## Do this
Present the data from the line with "Could you point at the dog's nose" up to and including the line with "<point>256,124</point>" as a Markdown table with two columns, Row and Text. Number each line in order and leave out any blank lines.

## Data lines
****************************************
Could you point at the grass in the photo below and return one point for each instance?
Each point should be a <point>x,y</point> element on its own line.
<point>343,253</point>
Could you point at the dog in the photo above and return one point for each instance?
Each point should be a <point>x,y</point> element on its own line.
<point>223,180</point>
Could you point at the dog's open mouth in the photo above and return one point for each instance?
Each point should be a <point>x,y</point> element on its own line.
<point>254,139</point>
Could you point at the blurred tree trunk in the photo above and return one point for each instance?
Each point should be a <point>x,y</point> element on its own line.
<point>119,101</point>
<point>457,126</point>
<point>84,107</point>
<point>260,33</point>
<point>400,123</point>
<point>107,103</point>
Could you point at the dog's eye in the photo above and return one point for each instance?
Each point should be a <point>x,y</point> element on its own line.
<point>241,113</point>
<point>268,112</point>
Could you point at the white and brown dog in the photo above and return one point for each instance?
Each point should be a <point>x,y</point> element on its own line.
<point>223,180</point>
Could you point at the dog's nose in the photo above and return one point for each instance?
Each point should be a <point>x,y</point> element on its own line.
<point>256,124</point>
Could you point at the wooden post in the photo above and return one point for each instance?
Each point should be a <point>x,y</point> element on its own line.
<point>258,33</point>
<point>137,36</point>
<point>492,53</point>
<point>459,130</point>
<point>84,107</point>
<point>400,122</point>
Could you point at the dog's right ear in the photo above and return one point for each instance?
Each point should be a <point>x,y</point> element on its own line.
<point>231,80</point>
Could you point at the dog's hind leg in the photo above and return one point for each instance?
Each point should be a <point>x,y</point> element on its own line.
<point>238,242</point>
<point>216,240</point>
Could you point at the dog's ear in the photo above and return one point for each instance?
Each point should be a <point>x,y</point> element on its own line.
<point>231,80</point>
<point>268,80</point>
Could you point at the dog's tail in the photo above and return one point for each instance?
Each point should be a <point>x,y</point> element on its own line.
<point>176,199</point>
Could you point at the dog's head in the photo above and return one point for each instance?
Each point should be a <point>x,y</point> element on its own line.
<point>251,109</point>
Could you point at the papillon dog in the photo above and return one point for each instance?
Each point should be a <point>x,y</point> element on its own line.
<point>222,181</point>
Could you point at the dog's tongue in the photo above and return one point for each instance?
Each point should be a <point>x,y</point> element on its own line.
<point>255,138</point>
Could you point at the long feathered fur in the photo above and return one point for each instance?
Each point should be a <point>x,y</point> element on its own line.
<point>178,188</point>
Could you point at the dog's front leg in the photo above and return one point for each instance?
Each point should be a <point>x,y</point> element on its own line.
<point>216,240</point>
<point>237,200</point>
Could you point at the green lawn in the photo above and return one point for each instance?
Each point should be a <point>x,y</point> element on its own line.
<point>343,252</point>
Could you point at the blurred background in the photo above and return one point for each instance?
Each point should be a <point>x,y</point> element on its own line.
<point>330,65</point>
****************************************
## Task result
| Row | Text |
|---|---|
| 1 | Could you point at the dog's nose in the photo above and return one point for each instance? |
| 2 | Each point should be a <point>x,y</point> element on its own line. |
| 3 | <point>256,124</point> |